▸ Work task
The result should be a full, exact repeat of the entries, free of pictures.

▸ Data
=== Section Start ===
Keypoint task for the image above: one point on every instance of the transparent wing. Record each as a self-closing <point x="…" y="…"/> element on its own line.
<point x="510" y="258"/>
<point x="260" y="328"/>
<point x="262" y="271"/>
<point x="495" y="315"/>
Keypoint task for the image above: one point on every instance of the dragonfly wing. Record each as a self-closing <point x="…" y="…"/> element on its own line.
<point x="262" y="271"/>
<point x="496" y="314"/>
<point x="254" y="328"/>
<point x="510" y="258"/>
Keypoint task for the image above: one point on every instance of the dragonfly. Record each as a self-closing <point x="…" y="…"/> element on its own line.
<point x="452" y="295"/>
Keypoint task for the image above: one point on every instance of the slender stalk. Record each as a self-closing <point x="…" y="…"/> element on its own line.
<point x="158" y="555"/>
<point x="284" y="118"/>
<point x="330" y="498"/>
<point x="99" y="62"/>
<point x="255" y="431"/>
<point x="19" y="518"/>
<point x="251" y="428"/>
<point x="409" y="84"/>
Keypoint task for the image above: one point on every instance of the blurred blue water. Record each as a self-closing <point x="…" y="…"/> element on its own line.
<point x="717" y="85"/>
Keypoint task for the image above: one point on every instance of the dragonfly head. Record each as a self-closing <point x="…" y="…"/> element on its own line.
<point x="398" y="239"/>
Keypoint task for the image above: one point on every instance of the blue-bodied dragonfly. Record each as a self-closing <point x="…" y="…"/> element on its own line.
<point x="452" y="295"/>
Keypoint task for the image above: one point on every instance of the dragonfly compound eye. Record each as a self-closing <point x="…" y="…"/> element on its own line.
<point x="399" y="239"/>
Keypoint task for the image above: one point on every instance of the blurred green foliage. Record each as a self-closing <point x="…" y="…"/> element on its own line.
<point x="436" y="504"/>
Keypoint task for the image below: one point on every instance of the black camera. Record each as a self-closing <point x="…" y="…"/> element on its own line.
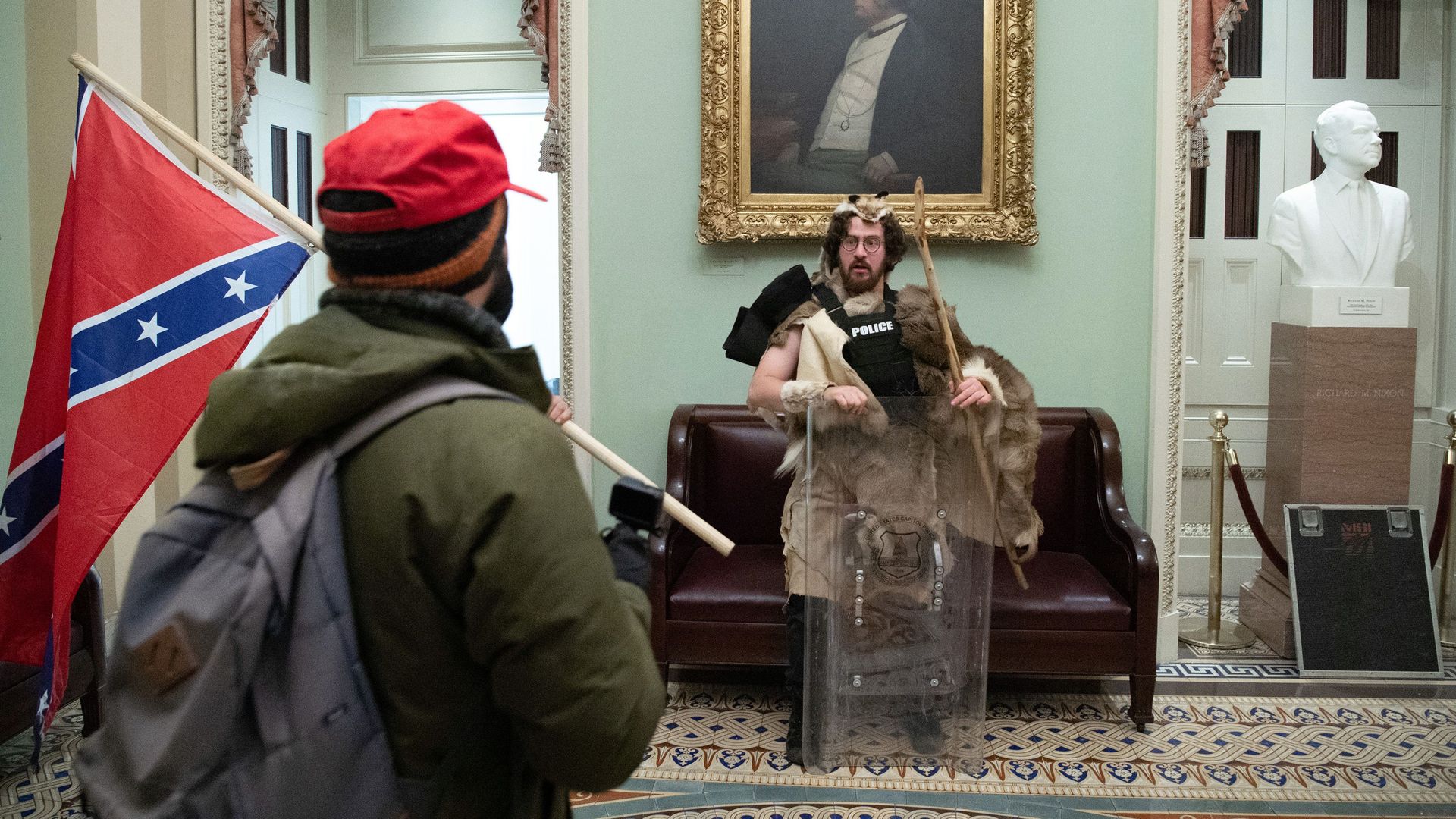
<point x="635" y="503"/>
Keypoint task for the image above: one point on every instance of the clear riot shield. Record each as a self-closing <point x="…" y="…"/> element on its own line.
<point x="902" y="526"/>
=== Section End ===
▸ Answer space
Keypoint task for the image above: one point on every instance of the transparent wing. Record each as a self-closing <point x="…" y="…"/> element on its own line.
<point x="510" y="258"/>
<point x="260" y="328"/>
<point x="262" y="271"/>
<point x="495" y="315"/>
Keypoint task for the image above: one point on every instance of the dragonfly wing. Record each as a self-closing <point x="…" y="…"/> element on its own line.
<point x="262" y="271"/>
<point x="496" y="314"/>
<point x="254" y="328"/>
<point x="510" y="258"/>
Keypoint task for the image above: one point on every instance of the dragonfly. Record each as a self-closing <point x="…" y="…"/> element on its own line.
<point x="452" y="295"/>
Keypoint task for the image above: one point on every instance of the slender stalk. Record each as a self-closing <point x="…" y="…"/> element on its own line.
<point x="158" y="555"/>
<point x="284" y="118"/>
<point x="330" y="498"/>
<point x="99" y="62"/>
<point x="255" y="431"/>
<point x="19" y="518"/>
<point x="251" y="428"/>
<point x="409" y="84"/>
Keypoint task for the image above: one point on every instance of the blurred blue water. Record each as a self-closing <point x="…" y="…"/> element on its own line.
<point x="717" y="85"/>
Keypoint task for the image above: one point on every instance of the dragonfly head. Record each as a self-closing <point x="…" y="…"/> element on its own line.
<point x="398" y="239"/>
Keypoint task for the image above: one point on every instance of the blue-bodied dragonfly. Record each as a self-closing <point x="…" y="…"/> element on its own line.
<point x="452" y="295"/>
Keypoint task for the image above: one point on every instance of the dragonfly compound eye. Record each as a self-closing <point x="…" y="…"/> element on its own line.
<point x="399" y="239"/>
Keypoint task for the image above: one point on every instance of the blurred green foliage. Record each as a self-closing <point x="…" y="…"/> element on its own line.
<point x="436" y="504"/>
Keypoint task for the image below: one point on every instance of the black camera. Record each as a self-closing <point x="…" y="…"/> element on its own line.
<point x="635" y="503"/>
Keypoint task for the image above: one point on every instance of the clear riot shield. Record each as a self-closing <point x="…" y="…"/> element on its own line.
<point x="902" y="526"/>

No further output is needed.